- SET EXERCISE -
Write out every line of the data below without any alteration, omitting the pictures from your answer.

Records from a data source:
>> Begin

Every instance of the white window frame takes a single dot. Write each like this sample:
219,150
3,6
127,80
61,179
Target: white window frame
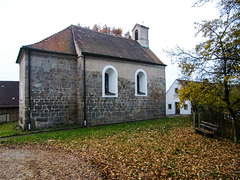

>> End

- CORRECT ANSWER -
Every instance of the white window frame takes a single dot. Write each like this sample:
219,150
3,6
127,80
61,179
Target: white window frame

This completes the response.